§ Aim of the task
Nothing but an exact repeat of the entries below should appear in your answer.

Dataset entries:
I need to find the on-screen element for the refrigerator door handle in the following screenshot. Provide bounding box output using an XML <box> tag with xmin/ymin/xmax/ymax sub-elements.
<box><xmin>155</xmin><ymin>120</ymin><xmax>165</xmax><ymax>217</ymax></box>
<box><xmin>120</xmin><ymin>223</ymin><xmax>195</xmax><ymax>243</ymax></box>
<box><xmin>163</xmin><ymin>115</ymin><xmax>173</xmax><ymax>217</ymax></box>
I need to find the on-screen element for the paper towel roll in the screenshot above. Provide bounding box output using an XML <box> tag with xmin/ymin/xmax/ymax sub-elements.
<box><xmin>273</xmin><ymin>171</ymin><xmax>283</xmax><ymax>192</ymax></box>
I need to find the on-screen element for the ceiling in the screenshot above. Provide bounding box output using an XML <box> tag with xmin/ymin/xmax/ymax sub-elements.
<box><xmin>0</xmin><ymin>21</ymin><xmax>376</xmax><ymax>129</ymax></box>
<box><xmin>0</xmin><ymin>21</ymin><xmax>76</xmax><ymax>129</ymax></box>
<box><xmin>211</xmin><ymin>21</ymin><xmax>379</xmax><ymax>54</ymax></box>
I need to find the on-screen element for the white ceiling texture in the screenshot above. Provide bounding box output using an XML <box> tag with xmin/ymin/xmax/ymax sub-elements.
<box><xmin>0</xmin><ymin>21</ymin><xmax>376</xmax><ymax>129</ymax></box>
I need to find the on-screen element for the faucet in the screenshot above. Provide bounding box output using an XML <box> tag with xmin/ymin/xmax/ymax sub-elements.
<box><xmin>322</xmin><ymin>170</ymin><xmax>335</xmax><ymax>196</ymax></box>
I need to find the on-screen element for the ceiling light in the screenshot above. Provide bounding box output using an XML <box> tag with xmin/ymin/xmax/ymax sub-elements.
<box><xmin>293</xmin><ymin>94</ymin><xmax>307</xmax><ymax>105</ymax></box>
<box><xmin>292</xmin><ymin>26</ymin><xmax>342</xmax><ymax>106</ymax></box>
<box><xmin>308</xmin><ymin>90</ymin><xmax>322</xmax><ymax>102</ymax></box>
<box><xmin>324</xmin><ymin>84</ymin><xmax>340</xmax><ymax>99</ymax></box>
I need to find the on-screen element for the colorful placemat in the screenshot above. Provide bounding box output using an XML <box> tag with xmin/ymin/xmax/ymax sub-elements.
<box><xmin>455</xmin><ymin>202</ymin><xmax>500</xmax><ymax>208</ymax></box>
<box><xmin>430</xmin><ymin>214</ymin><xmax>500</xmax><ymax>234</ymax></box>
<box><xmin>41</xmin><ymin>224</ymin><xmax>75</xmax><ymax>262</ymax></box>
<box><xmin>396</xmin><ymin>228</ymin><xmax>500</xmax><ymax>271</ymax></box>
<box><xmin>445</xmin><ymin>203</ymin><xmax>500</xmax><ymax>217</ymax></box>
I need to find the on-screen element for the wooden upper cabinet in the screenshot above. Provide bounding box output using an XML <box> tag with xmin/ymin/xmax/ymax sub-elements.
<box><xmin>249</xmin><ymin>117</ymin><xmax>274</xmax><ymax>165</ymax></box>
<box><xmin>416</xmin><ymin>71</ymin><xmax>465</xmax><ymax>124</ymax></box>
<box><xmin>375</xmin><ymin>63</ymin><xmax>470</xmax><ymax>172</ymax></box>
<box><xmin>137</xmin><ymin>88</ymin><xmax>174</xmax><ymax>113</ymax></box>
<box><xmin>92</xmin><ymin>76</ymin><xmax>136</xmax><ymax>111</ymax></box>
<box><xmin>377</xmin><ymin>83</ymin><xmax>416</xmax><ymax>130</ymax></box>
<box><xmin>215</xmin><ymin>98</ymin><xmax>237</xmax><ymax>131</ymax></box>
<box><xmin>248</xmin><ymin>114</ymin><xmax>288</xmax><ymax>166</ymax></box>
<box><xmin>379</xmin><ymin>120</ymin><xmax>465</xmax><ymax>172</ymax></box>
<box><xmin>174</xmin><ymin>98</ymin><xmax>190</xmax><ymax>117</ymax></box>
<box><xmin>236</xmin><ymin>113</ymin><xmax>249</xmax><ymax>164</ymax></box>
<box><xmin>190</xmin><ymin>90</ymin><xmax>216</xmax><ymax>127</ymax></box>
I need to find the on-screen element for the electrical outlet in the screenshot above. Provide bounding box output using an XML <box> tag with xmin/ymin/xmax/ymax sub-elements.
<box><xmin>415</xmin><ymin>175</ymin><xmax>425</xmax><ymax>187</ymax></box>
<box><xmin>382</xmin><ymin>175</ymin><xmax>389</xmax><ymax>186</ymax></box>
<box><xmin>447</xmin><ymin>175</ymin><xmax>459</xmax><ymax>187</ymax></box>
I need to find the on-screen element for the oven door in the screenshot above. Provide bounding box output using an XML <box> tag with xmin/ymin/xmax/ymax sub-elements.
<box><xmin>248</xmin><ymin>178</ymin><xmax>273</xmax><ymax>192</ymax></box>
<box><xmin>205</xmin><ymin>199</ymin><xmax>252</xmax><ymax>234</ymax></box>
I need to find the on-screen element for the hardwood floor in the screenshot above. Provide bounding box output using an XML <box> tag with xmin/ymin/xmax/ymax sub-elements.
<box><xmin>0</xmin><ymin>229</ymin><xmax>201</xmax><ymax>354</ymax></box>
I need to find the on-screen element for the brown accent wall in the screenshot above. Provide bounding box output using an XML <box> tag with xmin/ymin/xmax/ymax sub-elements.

§ Task response
I need to find the on-screen element for the refrigerator door handle in the following screenshot. Provide bounding box output using an XML <box> tag with xmin/ymin/xmax/ymax sub-elements.
<box><xmin>155</xmin><ymin>120</ymin><xmax>165</xmax><ymax>217</ymax></box>
<box><xmin>120</xmin><ymin>223</ymin><xmax>195</xmax><ymax>243</ymax></box>
<box><xmin>163</xmin><ymin>115</ymin><xmax>173</xmax><ymax>217</ymax></box>
I need to find the on-screen element for the paper towel roll in the screenshot above. Provide bounding box output using an XML <box> tag with xmin/ymin/xmax/ymax sub-elements.
<box><xmin>273</xmin><ymin>171</ymin><xmax>283</xmax><ymax>192</ymax></box>
I need to find the on-screen element for the ceiling in the screenshot above. Provide bounding box output using an XML <box> tag with xmin/ymin/xmax/ymax sub-elements.
<box><xmin>0</xmin><ymin>21</ymin><xmax>376</xmax><ymax>129</ymax></box>
<box><xmin>0</xmin><ymin>21</ymin><xmax>76</xmax><ymax>129</ymax></box>
<box><xmin>211</xmin><ymin>21</ymin><xmax>379</xmax><ymax>54</ymax></box>
I need to find the on-screen element for the white ceiling texture in the screenshot above. Provide bounding box output using an XML <box> tag with xmin/ymin/xmax/ymax sub-elements.
<box><xmin>0</xmin><ymin>21</ymin><xmax>376</xmax><ymax>129</ymax></box>
I need to find the on-screen element for the faucet in the screenshot above. Provide bounding box output using an XML <box> tag with xmin/ymin/xmax/ymax sub-elements.
<box><xmin>322</xmin><ymin>170</ymin><xmax>335</xmax><ymax>196</ymax></box>
I need to find the on-screen element for the ceiling light in the screenshot above. Provide bounding box output using an XML <box> tag with xmin/ymin/xmax/ymax sub-elements.
<box><xmin>293</xmin><ymin>94</ymin><xmax>307</xmax><ymax>105</ymax></box>
<box><xmin>292</xmin><ymin>26</ymin><xmax>342</xmax><ymax>106</ymax></box>
<box><xmin>308</xmin><ymin>90</ymin><xmax>322</xmax><ymax>102</ymax></box>
<box><xmin>324</xmin><ymin>84</ymin><xmax>340</xmax><ymax>99</ymax></box>
I need to find the on-screen element for the colorful placemat in the screenshot above. Provide bounding box output using an XML <box> tag with xmin/ymin/xmax/ymax sub-elements.
<box><xmin>455</xmin><ymin>202</ymin><xmax>500</xmax><ymax>208</ymax></box>
<box><xmin>430</xmin><ymin>214</ymin><xmax>500</xmax><ymax>234</ymax></box>
<box><xmin>41</xmin><ymin>224</ymin><xmax>75</xmax><ymax>262</ymax></box>
<box><xmin>396</xmin><ymin>228</ymin><xmax>500</xmax><ymax>271</ymax></box>
<box><xmin>445</xmin><ymin>203</ymin><xmax>500</xmax><ymax>217</ymax></box>
I need to find the on-screen element for the wooden upper cabinet in the screenshot above. Provide bounding box output using an XML <box> tag with xmin/ymin/xmax/ymax sub-elements.
<box><xmin>249</xmin><ymin>117</ymin><xmax>274</xmax><ymax>165</ymax></box>
<box><xmin>416</xmin><ymin>71</ymin><xmax>465</xmax><ymax>124</ymax></box>
<box><xmin>375</xmin><ymin>63</ymin><xmax>470</xmax><ymax>172</ymax></box>
<box><xmin>137</xmin><ymin>88</ymin><xmax>174</xmax><ymax>113</ymax></box>
<box><xmin>92</xmin><ymin>76</ymin><xmax>136</xmax><ymax>111</ymax></box>
<box><xmin>377</xmin><ymin>83</ymin><xmax>416</xmax><ymax>130</ymax></box>
<box><xmin>215</xmin><ymin>98</ymin><xmax>237</xmax><ymax>131</ymax></box>
<box><xmin>248</xmin><ymin>114</ymin><xmax>288</xmax><ymax>166</ymax></box>
<box><xmin>379</xmin><ymin>120</ymin><xmax>465</xmax><ymax>172</ymax></box>
<box><xmin>174</xmin><ymin>98</ymin><xmax>190</xmax><ymax>117</ymax></box>
<box><xmin>236</xmin><ymin>113</ymin><xmax>249</xmax><ymax>164</ymax></box>
<box><xmin>190</xmin><ymin>90</ymin><xmax>216</xmax><ymax>127</ymax></box>
I need to find the on-screen element for the electrical outlet in the screenshot above. Provide bounding box output using an XML <box> tag with xmin/ymin/xmax/ymax sub-elements.
<box><xmin>415</xmin><ymin>175</ymin><xmax>425</xmax><ymax>187</ymax></box>
<box><xmin>382</xmin><ymin>175</ymin><xmax>389</xmax><ymax>186</ymax></box>
<box><xmin>447</xmin><ymin>175</ymin><xmax>459</xmax><ymax>187</ymax></box>
I need to find the on-screen element for the oven door in the screenshot above. Provide bounding box output using an XML <box> tag with xmin/ymin/xmax/ymax sub-elements.
<box><xmin>248</xmin><ymin>178</ymin><xmax>273</xmax><ymax>192</ymax></box>
<box><xmin>205</xmin><ymin>199</ymin><xmax>252</xmax><ymax>234</ymax></box>
I need to find the on-screen element for the hardwood floor in the screenshot above. Provide bounding box output using an XML <box> tag with xmin/ymin/xmax/ymax sub-elements.
<box><xmin>0</xmin><ymin>229</ymin><xmax>201</xmax><ymax>354</ymax></box>
I need to find the on-screen element for the brown accent wall in the screenshot above. Provide bounding box output using an XML <box> tag with xmin/ymin/xmax/ymax sub-elements.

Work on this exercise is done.